*EXERCISE PROMPT*. Reproduce every row below word for word, changing nothing.

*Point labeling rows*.

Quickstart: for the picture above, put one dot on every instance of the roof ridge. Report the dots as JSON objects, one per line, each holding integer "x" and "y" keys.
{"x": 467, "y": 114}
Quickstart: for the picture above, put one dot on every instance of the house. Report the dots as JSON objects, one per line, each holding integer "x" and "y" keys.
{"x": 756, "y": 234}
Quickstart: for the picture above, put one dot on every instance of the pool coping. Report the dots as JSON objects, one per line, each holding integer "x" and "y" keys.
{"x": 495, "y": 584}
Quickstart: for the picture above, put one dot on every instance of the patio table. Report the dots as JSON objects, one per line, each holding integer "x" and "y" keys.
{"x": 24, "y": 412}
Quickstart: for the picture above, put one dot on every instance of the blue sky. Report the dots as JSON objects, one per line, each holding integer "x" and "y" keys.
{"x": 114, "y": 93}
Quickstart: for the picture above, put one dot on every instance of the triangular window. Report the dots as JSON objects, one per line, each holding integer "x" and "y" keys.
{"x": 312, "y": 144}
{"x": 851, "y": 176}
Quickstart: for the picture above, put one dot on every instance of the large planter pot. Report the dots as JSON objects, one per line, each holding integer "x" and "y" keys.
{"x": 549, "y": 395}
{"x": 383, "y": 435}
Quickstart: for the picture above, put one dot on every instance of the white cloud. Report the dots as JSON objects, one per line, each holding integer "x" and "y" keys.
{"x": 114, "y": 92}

*FINISHED TASK*.
Quickstart: for the picture above, put one dot on every instance of the roof ridge. Report the dots as JSON objects, one per line, each holding integer "x" and "y" keys.
{"x": 467, "y": 114}
Quickstart: for the picture above, put one dot on every instance of the house. Report the dots as JSON objects, one per line, each holding integer "x" and "y" keys.
{"x": 756, "y": 234}
Quickstart: for the picture above, put one dot on every instance of the pool coping. Report the dots as JSON objects, one per line, each holding integer "x" and "y" keys.
{"x": 495, "y": 584}
Quickstart: for the picture above, put one dot on every instance of the patio table. Report the dots as JSON objects, one per line, each holding integer "x" and "y" keys.
{"x": 24, "y": 412}
Quickstart: for the picture above, put one dot on every instance of the blue sky. Report the dots as JSON objects, one per line, each holding integer "x" and "y" keys.
{"x": 114, "y": 93}
Quickstart: for the picture above, put one dot on every instance of the triangular window. Report the dots as JSON objects, one per line, each holding integer "x" and "y" keys.
{"x": 312, "y": 144}
{"x": 851, "y": 176}
Quickstart: for the picture above, put one dot on every instance of the large planter pot. Report the dots as JSON objects, one per line, each holding integer "x" and "y" keys.
{"x": 549, "y": 395}
{"x": 383, "y": 435}
Quickstart: for the picture above, put one dot on every instance of the white cloud. Report the dots as JSON objects, one per line, each holding integer "x" and "y" keys.
{"x": 114, "y": 92}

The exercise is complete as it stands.